Quote the listing below from the line with "Our QA team would like to know where the tower" to the line with "left=123, top=49, right=145, bottom=54", copying every line without any change.

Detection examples

++++++++

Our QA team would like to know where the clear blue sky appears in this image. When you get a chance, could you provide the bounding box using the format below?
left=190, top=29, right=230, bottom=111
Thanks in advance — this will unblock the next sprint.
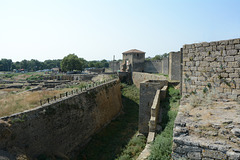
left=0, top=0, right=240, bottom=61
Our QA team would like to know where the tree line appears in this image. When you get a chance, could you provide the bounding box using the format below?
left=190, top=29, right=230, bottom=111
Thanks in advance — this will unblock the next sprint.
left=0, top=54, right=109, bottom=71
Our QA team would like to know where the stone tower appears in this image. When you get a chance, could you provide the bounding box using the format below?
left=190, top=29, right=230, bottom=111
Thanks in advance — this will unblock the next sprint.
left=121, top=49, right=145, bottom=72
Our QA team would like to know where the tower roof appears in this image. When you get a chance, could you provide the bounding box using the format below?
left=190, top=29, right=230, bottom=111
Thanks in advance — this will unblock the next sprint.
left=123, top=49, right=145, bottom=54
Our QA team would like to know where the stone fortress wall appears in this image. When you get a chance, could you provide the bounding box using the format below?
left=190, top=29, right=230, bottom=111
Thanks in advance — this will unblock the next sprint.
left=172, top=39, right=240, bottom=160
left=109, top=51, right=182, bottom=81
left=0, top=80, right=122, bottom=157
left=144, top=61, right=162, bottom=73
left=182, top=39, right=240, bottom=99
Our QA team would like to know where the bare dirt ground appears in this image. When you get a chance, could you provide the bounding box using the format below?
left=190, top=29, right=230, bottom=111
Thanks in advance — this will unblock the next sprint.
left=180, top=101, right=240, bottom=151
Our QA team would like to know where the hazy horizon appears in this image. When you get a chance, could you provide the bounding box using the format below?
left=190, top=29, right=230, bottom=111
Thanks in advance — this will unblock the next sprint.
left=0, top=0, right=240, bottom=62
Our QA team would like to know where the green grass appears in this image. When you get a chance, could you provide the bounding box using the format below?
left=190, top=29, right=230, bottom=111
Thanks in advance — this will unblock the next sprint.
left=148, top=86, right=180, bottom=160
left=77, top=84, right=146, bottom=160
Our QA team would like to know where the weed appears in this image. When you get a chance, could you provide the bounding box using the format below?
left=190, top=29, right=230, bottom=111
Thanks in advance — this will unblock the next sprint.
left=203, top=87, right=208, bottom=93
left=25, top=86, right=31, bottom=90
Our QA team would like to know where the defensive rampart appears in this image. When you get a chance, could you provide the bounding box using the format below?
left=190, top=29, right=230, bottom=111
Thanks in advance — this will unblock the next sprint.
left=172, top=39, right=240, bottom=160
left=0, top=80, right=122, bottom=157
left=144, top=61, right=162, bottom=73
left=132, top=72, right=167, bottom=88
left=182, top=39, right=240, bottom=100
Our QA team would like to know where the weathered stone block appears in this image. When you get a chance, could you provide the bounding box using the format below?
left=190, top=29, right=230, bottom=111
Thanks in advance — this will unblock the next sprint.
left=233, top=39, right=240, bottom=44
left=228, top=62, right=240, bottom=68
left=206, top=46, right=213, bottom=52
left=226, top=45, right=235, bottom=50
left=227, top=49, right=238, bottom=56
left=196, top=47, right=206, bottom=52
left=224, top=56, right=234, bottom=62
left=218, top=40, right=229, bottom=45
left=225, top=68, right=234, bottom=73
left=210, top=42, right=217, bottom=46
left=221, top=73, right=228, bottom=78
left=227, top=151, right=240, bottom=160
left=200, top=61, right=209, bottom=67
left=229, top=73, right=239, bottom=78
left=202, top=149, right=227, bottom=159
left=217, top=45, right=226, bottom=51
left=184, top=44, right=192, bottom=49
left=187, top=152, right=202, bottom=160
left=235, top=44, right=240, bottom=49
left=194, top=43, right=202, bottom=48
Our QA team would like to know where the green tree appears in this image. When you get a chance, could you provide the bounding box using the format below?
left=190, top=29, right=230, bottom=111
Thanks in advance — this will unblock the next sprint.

++++++++

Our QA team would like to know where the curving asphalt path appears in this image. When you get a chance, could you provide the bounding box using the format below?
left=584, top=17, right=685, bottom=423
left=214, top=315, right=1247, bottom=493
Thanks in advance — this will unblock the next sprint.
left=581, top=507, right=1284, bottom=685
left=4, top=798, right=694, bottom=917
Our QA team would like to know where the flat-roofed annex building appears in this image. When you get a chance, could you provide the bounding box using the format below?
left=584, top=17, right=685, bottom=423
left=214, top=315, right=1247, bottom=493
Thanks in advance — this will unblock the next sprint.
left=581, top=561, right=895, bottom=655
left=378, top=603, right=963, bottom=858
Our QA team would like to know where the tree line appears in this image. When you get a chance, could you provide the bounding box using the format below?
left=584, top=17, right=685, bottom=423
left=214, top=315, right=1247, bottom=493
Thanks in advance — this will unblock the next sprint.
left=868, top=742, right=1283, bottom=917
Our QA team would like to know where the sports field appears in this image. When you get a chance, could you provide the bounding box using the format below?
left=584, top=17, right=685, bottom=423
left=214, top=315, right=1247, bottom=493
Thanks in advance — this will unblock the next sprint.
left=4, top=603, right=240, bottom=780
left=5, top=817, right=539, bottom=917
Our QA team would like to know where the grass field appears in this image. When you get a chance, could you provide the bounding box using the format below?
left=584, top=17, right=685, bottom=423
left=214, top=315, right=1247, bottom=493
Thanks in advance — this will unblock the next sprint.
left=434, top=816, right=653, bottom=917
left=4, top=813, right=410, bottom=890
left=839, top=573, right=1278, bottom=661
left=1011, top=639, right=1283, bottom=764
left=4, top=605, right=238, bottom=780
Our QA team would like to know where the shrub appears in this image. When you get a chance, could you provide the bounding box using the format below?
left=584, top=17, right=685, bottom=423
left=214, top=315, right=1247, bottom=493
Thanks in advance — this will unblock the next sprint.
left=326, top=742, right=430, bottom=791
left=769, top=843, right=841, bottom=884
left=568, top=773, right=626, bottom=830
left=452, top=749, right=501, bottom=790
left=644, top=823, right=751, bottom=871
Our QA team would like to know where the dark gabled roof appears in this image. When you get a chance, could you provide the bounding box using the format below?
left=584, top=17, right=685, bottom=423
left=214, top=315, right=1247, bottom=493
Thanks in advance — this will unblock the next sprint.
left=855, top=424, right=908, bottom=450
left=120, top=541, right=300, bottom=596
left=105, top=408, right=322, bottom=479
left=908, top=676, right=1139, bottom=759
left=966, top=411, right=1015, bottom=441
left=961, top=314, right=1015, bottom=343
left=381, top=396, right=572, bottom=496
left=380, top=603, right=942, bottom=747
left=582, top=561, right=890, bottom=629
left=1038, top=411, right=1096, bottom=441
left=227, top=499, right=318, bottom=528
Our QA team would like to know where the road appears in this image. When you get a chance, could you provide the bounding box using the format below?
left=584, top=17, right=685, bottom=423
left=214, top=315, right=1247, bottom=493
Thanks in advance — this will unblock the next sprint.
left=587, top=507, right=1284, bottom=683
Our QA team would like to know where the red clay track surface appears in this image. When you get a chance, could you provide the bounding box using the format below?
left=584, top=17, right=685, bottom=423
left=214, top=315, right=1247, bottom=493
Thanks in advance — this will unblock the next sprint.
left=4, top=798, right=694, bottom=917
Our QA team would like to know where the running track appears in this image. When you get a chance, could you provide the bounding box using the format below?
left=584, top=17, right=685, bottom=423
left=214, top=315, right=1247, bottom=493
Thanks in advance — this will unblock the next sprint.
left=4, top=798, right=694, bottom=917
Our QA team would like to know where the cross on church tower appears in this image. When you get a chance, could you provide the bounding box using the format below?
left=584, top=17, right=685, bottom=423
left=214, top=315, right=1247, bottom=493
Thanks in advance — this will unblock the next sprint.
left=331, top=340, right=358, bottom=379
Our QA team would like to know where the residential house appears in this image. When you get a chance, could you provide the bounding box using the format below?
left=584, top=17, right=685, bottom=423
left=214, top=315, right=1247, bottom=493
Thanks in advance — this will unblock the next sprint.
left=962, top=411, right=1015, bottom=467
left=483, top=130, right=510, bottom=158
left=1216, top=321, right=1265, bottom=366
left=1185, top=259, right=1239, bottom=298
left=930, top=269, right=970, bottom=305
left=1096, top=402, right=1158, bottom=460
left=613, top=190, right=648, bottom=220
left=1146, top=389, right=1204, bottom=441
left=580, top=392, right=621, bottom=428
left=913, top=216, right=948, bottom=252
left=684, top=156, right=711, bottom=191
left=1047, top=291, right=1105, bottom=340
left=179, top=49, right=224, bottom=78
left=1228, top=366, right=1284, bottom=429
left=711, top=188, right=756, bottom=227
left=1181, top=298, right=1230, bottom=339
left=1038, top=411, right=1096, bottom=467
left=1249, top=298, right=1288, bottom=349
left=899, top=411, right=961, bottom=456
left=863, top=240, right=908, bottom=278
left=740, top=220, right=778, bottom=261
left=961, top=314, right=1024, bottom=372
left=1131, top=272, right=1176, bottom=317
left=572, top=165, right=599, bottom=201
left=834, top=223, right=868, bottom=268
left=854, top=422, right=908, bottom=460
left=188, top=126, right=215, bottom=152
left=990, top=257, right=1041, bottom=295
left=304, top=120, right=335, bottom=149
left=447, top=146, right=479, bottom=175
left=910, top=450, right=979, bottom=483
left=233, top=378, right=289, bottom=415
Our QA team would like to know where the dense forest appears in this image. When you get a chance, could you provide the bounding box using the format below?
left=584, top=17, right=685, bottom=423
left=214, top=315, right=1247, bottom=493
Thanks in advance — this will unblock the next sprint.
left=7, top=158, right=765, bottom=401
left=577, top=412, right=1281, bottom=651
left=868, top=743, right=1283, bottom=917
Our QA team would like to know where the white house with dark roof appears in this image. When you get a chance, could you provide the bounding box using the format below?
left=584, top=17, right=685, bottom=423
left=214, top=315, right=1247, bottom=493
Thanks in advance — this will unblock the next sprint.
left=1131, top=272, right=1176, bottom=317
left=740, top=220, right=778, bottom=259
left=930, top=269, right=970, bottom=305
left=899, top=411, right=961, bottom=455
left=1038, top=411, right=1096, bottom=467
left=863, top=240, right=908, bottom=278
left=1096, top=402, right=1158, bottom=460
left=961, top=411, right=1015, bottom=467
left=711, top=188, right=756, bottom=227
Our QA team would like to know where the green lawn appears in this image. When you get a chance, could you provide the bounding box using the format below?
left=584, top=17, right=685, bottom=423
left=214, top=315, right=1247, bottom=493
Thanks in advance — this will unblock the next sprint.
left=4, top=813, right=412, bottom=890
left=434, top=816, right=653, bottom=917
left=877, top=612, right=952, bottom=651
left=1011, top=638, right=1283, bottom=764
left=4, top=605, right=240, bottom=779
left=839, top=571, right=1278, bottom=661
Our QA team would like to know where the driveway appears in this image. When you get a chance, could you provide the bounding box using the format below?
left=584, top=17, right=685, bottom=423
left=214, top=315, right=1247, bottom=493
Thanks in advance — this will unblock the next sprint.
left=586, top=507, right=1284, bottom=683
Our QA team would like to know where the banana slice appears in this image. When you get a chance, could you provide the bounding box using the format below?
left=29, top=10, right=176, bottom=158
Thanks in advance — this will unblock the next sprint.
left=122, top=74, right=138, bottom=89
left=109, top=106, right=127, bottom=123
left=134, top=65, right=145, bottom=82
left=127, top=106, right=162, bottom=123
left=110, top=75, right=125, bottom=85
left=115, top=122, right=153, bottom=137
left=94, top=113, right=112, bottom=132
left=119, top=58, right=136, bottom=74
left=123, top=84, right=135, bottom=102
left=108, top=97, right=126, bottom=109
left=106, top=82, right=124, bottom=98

++++++++

FULL RESPONSE
Our QA team would like to know where the tower roof appears in this image. When you get a chance, could you provide the bounding box using the format below?
left=190, top=29, right=230, bottom=111
Thanks in advance — this will unblock the next sprint.
left=123, top=49, right=145, bottom=54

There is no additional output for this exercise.